[Lesetext]
■ ■ ■ ■

Entwidmung bedeutet

19. November 2022

Die taz schreibt:
Auf einer entwidmeten Bahnstrecke Draisine zu fahren – das hört sich nach einem originellen Freizeitvergnügen an. Möglich ist das derzeit noch zwischen Fürstenau und Quakenbrück in Südniedersachsen. Jetzt soll die Strecke abgebaut und in einen Radweg verwandelt werden. Damit rückt eine zukünftige Wiederindienststellung der Strecke ein Stück weiter in die Ferne – und das in einer Situation, wo allenthalben die Engpässe im Eisenbahnverkehr beklagt werden.

Errichtet worden sei die Strecke „als Teil der kürzesten Fernverbindung zwischen dem Ruhrgebiet und den Seehäfen der Nordsee“, heißt es in der Zeitschrift Lok-Report. Heute könnte sie zur Umfahrung Osnabrücks dienen und helfen, den absehbar wachsenden Containerverkehr aus dem Jade-Weser-Port in Wilhelmshaven abzuwickeln.

■ ■ ■ ■

Einträge aus einer Sammlung:
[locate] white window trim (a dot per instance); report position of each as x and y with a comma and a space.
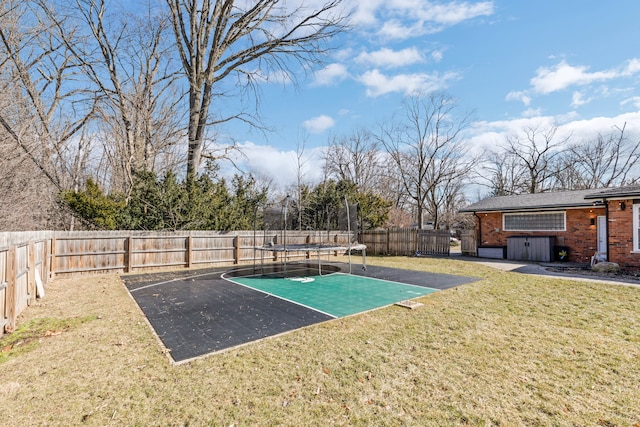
564, 214
636, 225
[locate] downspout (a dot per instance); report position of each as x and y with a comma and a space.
479, 237
606, 216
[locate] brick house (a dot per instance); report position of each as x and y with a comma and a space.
561, 226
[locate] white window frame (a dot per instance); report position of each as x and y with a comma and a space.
564, 220
636, 227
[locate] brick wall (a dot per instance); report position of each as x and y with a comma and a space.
580, 236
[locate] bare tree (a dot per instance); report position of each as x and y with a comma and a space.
426, 147
607, 160
536, 150
355, 158
43, 112
49, 109
503, 174
218, 40
125, 58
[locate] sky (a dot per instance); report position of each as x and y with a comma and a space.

■ ■ ■ ■

[Aufgabe A]
Zwischen welchen Orten ist laut dem Lesetext über die entwidmete Bahnstrecke das Draisinefahren derzeit noch möglich?
[Aufgabe B]
Setzen Sie den Lesetext über die entwidmete Bahnstrecke nach seinem letzten Satz fort.

[Antwort A]
Zwischen Fürstenau und Quakenbrück in Südniedersachsen.

[Antwort B]
„Aus heutiger Sicht wäre die Strecke nie entwidmet worden“, sagt Malte Diehl, der niedersächsische Landesvorsitzende des Fahrgastsverbandes Pro Bahn. Denn die Strecke sei nicht nur als Umleitung für den Güterverkehr wichtig, sondern habe auch Potenzial für den unterentwickelten öffentlichen Personenverkehr in der Region.

1969 fuhren die letzten Passagiere auf der Strecke, 1997 wurden die letzten Güter transportiert. Einzelne Abschnitte der Strecke wurden abgebaut, andere für nostalgische Dampflokomotivenfahrten und Ausflüge mit Draisinen erhalten.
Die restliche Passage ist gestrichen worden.